--- Data provided ---

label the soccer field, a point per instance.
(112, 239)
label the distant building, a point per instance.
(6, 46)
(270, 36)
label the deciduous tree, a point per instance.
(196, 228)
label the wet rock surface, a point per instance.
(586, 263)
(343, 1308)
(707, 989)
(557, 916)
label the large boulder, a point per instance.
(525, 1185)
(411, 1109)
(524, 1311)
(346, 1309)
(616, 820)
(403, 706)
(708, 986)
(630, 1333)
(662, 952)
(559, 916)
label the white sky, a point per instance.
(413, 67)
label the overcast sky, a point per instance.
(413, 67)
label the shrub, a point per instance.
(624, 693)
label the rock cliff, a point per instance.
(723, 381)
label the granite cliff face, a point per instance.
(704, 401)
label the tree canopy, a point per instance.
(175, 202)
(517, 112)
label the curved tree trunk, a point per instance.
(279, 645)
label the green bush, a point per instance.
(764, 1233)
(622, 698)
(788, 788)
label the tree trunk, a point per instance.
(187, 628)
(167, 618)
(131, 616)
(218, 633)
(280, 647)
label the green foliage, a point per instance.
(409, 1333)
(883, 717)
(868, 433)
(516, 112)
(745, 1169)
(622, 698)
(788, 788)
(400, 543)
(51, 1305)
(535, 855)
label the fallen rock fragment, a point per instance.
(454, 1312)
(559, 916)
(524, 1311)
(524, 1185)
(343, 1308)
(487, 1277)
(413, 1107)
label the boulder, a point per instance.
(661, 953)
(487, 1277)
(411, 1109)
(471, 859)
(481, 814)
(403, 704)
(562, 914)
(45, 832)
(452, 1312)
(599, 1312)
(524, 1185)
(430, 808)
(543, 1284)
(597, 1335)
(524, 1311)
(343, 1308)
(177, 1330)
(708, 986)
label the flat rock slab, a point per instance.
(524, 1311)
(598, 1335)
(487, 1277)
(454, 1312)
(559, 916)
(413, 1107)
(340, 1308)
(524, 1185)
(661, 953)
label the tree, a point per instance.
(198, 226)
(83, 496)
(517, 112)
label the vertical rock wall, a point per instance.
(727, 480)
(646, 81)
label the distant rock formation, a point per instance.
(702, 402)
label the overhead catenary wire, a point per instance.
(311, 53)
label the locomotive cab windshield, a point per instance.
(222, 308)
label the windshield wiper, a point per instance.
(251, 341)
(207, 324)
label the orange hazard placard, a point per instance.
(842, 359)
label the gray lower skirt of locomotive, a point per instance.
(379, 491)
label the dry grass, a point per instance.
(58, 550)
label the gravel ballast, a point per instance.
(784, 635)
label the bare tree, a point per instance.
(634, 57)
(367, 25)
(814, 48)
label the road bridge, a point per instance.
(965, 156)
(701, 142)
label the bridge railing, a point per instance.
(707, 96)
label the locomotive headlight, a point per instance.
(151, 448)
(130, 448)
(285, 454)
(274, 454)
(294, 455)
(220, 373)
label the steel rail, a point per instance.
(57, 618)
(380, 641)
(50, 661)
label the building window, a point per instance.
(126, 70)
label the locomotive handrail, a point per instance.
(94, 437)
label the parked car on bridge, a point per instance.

---

Quote all the records exactly, please, leaving none out.

Exercise response:
label the soccer field, a point per instance.
(112, 239)
label the distant building, a point per instance.
(6, 46)
(270, 36)
label the deciduous tree, a point per instance.
(196, 228)
label the wet rock surface, a point per instance.
(586, 263)
(343, 1308)
(707, 989)
(557, 916)
label the large boulder, a point per instance.
(525, 1185)
(411, 1109)
(524, 1311)
(346, 1309)
(616, 820)
(403, 706)
(708, 986)
(630, 1333)
(662, 952)
(559, 916)
label the white sky, a point per instance.
(413, 67)
label the overcast sky, a point per instance.
(413, 67)
label the shrub, a point per instance.
(624, 693)
label the rock cliff, a point per instance.
(723, 381)
label the granite cliff face, a point per instance.
(704, 401)
label the tree canopy, a point per instance.
(175, 202)
(517, 112)
label the curved tree trunk, a point per instance.
(279, 645)
label the green bush, a point per instance.
(764, 1233)
(622, 698)
(788, 788)
label the tree trunk, a point per instance.
(187, 628)
(167, 618)
(131, 616)
(218, 633)
(280, 647)
label the green foliage, a point per instance.
(409, 1333)
(883, 717)
(868, 433)
(516, 112)
(745, 1169)
(622, 698)
(788, 788)
(400, 543)
(51, 1305)
(535, 855)
label the fallen rock fragment, a point per instance.
(454, 1312)
(559, 916)
(524, 1311)
(524, 1185)
(343, 1308)
(487, 1277)
(413, 1107)
label the boulder, a point per instance.
(661, 953)
(487, 1277)
(411, 1109)
(471, 859)
(481, 814)
(403, 704)
(562, 914)
(45, 832)
(452, 1312)
(599, 1312)
(524, 1185)
(430, 808)
(543, 1284)
(597, 1335)
(524, 1311)
(343, 1308)
(177, 1330)
(708, 986)
label the flat rock slab, a point per instance.
(524, 1311)
(598, 1335)
(487, 1277)
(454, 1312)
(559, 916)
(413, 1107)
(340, 1308)
(524, 1185)
(661, 953)
label the tree, a point per instance.
(198, 226)
(83, 496)
(517, 112)
label the vertical rock wall, a point per instance.
(727, 480)
(646, 81)
label the distant rock formation, a point per instance.
(702, 402)
label the overhead catenary wire, a point per instance.
(311, 53)
label the locomotive cab windshield, a point per instance.
(222, 308)
label the windshield wiper, a point per instance.
(251, 341)
(207, 324)
label the orange hazard placard, a point per instance.
(842, 359)
label the gray lower skirt of locomotive, a point per instance.
(379, 491)
label the dry grass, a point per instance.
(58, 550)
label the gravel ballast, a point per instance.
(784, 635)
label the bare tree, a point per instance.
(634, 57)
(367, 25)
(814, 48)
label the road bridge, a point per instance.
(965, 156)
(701, 142)
label the bridge railing, a point per instance.
(707, 96)
label the locomotive headlight, a point per instance.
(151, 448)
(130, 448)
(285, 454)
(274, 454)
(294, 455)
(220, 373)
label the steel rail, a point per instance.
(57, 618)
(380, 641)
(50, 661)
label the building window, a point per instance.
(126, 70)
label the locomotive handrail, a point per instance.
(94, 437)
label the parked car on bridge, a point per instance.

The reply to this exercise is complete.